# [Consegna scritta 1]
Nell'articolo sulle elezioni comunali, quale capoluogo di regione conferma il sindaco uscente di Forza Italia?
# [Consegna scritta 2]
Elenca tutte le città in cui, secondo l'articolo sulle elezioni comunali, vengono eletti alla guida i candidati del centro-sinistra.
# [Consegna scritta 3]
Scrivi il seguito dell'articolo sulle elezioni comunali, riprendendo subito dopo l'ultima frase riportata.

# [Testo proposto]
________________________________________

Elezioni comunali, vince il centrosinistra Perde il centrodestra, trionfa l’astensionismo
Affermazioni a Roma, Milano, Napoli e Torino. A Trieste Di Piazza si conferma su Russo
Sono due gli elementi che la tornata elettorale amministrativa consegna agli annali della politica italiana: l’affluenza alle urne più bassa di sempre e il macroscopico successo dei candidati del centro-sinistra, che tra primo e secondo turno vengono eletti alla guida di Roma, Milano, Napoli e Torino, vale a dire le quattro più grandi città del Paese (nonché di Bologna: solo Trieste, con la conferma del sindaco uscente di Forza Italia, evita al centro-destra il “cappotto” tra i sei capoluoghi di regione).

________________________________________

# [Dati forniti]
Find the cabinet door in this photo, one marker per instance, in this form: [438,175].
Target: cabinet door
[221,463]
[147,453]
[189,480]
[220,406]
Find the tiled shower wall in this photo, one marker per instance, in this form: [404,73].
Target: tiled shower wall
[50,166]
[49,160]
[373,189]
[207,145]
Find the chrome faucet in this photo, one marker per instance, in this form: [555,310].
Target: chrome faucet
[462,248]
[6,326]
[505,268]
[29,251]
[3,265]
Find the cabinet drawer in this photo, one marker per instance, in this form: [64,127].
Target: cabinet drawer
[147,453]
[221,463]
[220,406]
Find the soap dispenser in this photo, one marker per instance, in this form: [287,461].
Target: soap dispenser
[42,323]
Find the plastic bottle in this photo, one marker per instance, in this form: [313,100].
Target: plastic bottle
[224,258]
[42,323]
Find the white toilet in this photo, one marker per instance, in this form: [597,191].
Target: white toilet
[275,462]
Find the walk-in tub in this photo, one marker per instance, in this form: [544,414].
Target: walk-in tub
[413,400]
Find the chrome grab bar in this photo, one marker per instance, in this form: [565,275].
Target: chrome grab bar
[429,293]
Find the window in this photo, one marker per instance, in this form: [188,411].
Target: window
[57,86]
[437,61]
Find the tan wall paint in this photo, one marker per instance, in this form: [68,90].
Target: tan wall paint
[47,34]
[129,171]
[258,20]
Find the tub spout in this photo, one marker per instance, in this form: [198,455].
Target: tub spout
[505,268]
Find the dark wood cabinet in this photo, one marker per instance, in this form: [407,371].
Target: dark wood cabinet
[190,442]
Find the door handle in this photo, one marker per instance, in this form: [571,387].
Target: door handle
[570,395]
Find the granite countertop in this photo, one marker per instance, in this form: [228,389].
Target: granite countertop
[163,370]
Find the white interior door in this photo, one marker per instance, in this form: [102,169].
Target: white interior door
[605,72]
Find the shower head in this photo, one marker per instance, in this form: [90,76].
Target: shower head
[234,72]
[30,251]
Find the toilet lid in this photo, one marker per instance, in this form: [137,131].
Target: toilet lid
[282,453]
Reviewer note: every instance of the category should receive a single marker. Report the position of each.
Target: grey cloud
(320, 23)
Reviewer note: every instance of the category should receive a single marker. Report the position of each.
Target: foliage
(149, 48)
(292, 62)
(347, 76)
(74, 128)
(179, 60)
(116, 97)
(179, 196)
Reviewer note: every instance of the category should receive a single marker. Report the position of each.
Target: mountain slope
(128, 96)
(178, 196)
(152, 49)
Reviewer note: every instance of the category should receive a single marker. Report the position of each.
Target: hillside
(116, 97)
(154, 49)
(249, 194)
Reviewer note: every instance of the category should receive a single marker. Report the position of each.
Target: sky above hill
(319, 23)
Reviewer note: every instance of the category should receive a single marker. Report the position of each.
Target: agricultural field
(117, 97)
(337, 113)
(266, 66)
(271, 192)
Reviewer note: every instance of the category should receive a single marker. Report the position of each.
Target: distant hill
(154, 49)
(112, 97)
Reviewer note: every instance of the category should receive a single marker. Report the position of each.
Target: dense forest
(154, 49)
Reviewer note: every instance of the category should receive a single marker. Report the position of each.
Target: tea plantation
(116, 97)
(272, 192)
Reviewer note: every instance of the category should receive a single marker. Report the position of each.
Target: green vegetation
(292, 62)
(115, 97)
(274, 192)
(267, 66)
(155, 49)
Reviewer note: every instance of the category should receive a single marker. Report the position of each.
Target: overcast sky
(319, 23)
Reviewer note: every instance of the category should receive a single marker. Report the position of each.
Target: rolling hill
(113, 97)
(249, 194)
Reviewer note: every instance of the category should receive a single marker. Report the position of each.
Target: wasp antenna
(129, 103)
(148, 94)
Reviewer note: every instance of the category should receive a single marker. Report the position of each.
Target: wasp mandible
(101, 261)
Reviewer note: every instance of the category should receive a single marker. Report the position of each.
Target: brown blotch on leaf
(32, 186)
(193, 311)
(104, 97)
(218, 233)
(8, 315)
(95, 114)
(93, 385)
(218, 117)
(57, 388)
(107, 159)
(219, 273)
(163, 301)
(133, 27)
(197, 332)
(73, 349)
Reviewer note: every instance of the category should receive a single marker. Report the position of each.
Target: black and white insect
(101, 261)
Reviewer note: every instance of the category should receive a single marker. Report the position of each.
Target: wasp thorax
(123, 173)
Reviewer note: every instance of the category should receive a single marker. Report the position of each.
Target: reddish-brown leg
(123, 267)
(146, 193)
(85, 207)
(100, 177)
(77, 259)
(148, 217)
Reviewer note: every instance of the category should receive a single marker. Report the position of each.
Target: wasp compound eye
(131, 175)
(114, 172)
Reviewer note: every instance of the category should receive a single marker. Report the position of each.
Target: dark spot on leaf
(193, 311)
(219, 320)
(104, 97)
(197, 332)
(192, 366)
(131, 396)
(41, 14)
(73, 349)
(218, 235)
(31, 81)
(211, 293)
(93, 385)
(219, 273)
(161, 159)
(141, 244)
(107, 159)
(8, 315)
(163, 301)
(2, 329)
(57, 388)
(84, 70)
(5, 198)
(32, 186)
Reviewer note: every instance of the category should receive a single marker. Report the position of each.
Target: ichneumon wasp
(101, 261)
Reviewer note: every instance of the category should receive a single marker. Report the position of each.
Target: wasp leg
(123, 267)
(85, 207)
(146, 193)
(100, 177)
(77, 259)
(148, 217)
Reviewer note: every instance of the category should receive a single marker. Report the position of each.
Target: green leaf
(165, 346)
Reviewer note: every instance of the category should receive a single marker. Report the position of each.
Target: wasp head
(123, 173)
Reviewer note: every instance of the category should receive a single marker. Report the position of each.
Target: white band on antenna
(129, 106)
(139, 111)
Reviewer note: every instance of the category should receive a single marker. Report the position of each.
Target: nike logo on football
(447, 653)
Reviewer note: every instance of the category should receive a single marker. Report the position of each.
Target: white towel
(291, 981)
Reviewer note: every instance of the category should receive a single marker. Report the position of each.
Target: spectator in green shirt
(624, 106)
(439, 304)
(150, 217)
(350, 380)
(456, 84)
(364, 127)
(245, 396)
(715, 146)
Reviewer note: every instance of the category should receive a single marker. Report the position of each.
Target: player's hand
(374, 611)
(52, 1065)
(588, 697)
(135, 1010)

________________________________________

# [Risposta scritta 1]
Trieste.

# [Risposta scritta 2]
Roma, Milano, Napoli, Torino, Bologna.

# [Risposta scritta 3]
L’affermazione del centro-sinistra è andata ben oltre le previsioni e su questo non si possono fare sconti allo schieramento opposto, in una sfida che in virtù del sistema istituzionale ed elettorale dei Comuni ha riattivato la dinamica del bipolarismo. Il centro-destra ha evidentemente presentato candidati non all’altezza – confermando un grave problema di selezione della classe dirigente – ma non è stato neanche capace di intercettare gli umori reali del Paese, che non sono più quelli delle elezioni politiche del 2018, come dimostra anche l’affanno del M5S in quanto tale (almeno una parte dei suoi elettori, peraltro, ha sicuramente contribuito alla vittoria del centro-sinistra, con cui in alcuni casi ci sono stati accordi espliciti).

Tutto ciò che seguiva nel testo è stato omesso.